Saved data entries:
◇ ◇ ◇ ◇ ◇

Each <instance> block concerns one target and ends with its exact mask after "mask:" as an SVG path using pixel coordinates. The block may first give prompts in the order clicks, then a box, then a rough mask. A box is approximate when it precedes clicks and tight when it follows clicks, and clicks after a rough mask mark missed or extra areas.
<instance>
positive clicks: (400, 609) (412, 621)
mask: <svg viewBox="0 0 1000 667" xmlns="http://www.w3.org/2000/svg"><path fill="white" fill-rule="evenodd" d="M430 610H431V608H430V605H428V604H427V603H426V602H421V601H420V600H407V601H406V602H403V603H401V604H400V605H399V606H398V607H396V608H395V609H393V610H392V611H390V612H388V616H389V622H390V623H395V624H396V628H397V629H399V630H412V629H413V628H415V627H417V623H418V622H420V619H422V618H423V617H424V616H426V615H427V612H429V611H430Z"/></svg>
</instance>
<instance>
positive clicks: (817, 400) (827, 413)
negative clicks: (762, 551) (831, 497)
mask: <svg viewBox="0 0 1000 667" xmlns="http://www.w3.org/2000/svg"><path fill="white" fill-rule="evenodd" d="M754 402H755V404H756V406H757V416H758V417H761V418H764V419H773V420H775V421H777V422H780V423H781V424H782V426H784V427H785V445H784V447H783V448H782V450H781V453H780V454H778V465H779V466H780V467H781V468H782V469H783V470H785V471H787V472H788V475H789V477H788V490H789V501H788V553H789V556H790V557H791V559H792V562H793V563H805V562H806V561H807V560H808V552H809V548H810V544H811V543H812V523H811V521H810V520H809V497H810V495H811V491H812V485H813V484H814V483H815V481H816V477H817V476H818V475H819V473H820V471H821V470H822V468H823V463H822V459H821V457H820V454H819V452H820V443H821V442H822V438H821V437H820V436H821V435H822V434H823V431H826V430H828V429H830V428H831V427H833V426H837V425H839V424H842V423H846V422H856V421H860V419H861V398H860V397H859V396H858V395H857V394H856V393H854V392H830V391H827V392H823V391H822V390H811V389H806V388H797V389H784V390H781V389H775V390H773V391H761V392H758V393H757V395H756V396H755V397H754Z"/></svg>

◇ ◇ ◇ ◇ ◇

Work task:
Reproduce exactly the line bearing "</instance>" and all the lines that come after it in the records above; add nothing.

Exercise response:
</instance>
<instance>
positive clicks: (817, 400) (827, 413)
negative clicks: (762, 551) (831, 497)
mask: <svg viewBox="0 0 1000 667" xmlns="http://www.w3.org/2000/svg"><path fill="white" fill-rule="evenodd" d="M754 402H755V404H756V406H757V416H758V417H761V418H764V419H773V420H775V421H777V422H780V423H781V424H782V426H784V427H785V445H784V447H783V448H782V450H781V453H780V454H778V465H779V466H780V467H781V468H782V469H783V470H785V471H787V472H788V475H789V477H788V490H789V501H788V553H789V556H790V557H791V559H792V562H793V563H805V562H806V561H807V560H808V552H809V548H810V544H811V543H812V523H811V521H810V520H809V497H810V495H811V491H812V485H813V484H814V483H815V481H816V477H817V476H818V475H819V473H820V471H821V470H822V468H823V463H822V459H821V457H820V454H819V452H820V443H821V442H822V438H821V437H820V436H821V435H822V434H823V431H826V430H828V429H830V428H831V427H833V426H837V425H839V424H842V423H846V422H856V421H860V419H861V398H860V397H859V396H858V395H857V394H856V393H854V392H830V391H827V392H823V391H822V390H811V389H806V388H797V389H784V390H781V389H775V390H773V391H761V392H758V393H757V395H756V396H755V397H754Z"/></svg>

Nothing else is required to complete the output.